> [Arbeitsauftrag]
Zitieren Sie den folgenden Text über die frühen Ursprünge des Krieges vollständig und ohne jede Abweichung.

> [Vorliegender Text]
::::::
Wenn es zutrifft, was der preußische Militärtheoretiker Carl von Clausewitz in seinem 1832 posthum erschienenen Hauptwerk „Vom Kriege“ schrieb, dass „Krieg eine bloße Fortsetzung der Politik mit anderen Mitteln“ ist, dann muss es schon in den frühen Gruppen Regelungen gegeben haben, die verbindliche und auf Gewalt und Macht beruhende Entscheidungen beschlossen.
Der Schweizer Ethnologe Jürg Helbling definiert Krieg als „geplante und organisierte bewaffnete Auseinandersetzung zwischen autonomen Gruppen“. Damit sind auch Konflikte aus jenen Zeiten impliziert, als es noch keine organisierten Staaten gab. Also schon in der Jungsteinzeit, lange bevor dort komplexe, hierarchische Gesellschaften entstanden.
Der Grund, warum ausgerechnet vor rund 10.000 Jahren die ersten Werkzeuge zum Töten verwendet wurden, liegt nahe: Vor rund 11.000 Jahren veränderte die Neolithische Revolution zunächst in Afrika und im Nahen Osten die Gesellschaft grundlegend.
::::::
> [Gegebene Daten]
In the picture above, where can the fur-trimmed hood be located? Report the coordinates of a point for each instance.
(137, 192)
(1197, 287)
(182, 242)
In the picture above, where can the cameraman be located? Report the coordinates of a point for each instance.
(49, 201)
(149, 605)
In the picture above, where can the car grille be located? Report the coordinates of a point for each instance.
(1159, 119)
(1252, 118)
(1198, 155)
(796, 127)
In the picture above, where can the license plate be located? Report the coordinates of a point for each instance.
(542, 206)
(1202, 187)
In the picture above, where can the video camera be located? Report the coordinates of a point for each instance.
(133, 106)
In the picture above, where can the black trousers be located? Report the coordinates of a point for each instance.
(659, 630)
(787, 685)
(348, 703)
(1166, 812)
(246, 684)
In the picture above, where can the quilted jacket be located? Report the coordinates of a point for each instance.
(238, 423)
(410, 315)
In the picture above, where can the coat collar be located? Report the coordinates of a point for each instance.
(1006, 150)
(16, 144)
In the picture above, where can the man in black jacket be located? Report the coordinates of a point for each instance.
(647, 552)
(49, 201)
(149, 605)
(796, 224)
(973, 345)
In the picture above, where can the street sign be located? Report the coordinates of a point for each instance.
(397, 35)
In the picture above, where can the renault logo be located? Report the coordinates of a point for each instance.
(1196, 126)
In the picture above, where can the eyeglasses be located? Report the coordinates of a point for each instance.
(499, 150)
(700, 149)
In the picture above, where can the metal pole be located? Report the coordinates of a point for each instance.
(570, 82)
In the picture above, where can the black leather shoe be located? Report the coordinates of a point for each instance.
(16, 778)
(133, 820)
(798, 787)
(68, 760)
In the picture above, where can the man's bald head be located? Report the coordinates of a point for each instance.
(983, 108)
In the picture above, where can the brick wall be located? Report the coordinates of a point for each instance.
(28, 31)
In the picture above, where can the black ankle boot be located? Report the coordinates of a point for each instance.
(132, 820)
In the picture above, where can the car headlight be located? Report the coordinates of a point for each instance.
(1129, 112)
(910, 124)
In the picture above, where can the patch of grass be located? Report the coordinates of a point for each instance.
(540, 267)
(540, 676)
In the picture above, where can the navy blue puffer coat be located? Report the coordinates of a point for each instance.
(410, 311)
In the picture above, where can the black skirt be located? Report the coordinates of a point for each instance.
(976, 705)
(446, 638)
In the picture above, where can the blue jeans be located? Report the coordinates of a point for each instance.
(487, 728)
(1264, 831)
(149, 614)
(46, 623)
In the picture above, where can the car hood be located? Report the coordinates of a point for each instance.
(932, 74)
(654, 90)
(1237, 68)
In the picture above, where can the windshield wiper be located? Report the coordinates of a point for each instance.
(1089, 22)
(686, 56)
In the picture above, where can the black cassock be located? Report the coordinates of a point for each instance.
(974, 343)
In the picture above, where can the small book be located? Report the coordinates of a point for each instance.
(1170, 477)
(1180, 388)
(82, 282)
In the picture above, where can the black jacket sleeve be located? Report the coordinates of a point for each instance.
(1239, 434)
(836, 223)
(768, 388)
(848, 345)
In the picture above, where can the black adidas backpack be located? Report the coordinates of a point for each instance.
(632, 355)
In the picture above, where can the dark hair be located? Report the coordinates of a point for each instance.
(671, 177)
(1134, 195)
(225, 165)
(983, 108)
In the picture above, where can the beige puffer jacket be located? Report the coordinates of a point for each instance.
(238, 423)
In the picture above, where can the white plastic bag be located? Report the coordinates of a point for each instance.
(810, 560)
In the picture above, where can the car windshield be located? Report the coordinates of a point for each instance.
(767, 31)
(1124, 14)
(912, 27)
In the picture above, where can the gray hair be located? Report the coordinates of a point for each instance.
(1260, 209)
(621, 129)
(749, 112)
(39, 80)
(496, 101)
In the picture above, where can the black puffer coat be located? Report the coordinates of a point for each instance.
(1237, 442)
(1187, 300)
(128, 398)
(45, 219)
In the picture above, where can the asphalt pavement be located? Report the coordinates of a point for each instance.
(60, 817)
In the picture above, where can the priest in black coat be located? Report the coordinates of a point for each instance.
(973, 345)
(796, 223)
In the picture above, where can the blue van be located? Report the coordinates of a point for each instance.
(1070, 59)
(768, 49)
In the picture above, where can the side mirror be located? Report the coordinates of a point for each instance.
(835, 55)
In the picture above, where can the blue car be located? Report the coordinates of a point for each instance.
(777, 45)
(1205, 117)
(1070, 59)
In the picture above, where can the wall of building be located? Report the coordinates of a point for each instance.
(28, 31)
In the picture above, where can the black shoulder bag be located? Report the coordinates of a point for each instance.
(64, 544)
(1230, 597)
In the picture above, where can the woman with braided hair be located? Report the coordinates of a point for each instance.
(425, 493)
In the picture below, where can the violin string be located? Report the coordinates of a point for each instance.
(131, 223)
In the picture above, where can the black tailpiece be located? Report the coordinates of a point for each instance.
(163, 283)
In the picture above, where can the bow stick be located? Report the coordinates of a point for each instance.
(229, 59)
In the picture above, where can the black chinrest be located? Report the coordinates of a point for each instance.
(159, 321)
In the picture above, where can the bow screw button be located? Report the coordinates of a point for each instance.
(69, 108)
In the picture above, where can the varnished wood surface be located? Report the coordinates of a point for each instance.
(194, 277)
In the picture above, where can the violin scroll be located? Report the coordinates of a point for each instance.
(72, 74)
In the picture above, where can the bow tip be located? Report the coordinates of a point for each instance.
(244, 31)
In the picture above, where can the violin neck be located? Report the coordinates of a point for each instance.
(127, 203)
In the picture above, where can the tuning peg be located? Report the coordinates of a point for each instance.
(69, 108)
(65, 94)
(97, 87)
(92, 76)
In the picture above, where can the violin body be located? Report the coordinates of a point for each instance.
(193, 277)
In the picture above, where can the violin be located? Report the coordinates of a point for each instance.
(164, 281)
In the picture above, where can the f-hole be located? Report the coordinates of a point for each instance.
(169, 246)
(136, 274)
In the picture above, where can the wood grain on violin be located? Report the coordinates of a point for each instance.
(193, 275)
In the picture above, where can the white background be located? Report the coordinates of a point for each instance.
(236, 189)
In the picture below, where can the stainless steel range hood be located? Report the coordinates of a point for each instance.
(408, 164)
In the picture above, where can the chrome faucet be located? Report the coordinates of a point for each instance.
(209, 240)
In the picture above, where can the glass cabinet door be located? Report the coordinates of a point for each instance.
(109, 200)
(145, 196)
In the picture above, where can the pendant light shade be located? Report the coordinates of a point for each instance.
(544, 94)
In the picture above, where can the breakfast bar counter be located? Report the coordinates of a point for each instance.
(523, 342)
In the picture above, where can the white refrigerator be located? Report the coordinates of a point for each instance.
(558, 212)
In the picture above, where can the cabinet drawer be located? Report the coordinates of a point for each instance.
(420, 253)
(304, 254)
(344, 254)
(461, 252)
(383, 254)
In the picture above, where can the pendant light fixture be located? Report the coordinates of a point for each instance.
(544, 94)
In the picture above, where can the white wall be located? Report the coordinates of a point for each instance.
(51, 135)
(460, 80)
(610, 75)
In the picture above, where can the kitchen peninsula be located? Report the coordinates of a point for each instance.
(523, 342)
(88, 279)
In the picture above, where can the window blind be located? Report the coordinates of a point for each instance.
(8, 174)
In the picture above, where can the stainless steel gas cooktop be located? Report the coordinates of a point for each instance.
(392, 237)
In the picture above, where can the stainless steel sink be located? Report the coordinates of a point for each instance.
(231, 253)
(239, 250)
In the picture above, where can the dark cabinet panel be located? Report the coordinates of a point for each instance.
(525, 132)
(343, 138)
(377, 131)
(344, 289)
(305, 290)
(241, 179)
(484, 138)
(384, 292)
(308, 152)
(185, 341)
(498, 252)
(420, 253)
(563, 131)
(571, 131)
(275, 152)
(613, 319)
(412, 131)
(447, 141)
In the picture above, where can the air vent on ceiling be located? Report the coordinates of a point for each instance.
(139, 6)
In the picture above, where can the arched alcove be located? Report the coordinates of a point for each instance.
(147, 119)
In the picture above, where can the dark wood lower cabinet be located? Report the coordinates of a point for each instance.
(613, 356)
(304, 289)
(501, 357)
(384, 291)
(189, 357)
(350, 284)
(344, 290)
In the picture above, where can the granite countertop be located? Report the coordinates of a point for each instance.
::::::
> [Lösung]
Wenn es zutrifft, was der preußische Militärtheoretiker Carl von Clausewitz in seinem 1832 posthum erschienenen Hauptwerk „Vom Kriege“ schrieb, dass „Krieg eine bloße Fortsetzung der Politik mit anderen Mitteln“ ist, dann muss es schon in den frühen Gruppen Regelungen gegeben haben, die verbindliche und auf Gewalt und Macht beruhende Entscheidungen beschlossen.
Der Schweizer Ethnologe Jürg Helbling definiert Krieg als „geplante und organisierte bewaffnete Auseinandersetzung zwischen autonomen Gruppen“. Damit sind auch Konflikte aus jenen Zeiten impliziert, als es noch keine organisierten Staaten gab. Also schon in der Jungsteinzeit, lange bevor dort komplexe, hierarchische Gesellschaften entstanden.
Der Grund, warum ausgerechnet vor rund 10.000 Jahren die ersten Werkzeuge zum Töten verwendet wurden, liegt nahe: Vor rund 11.000 Jahren veränderte die Neolithische Revolution zunächst in Afrika und im Nahen Osten die Gesellschaft grundlegend.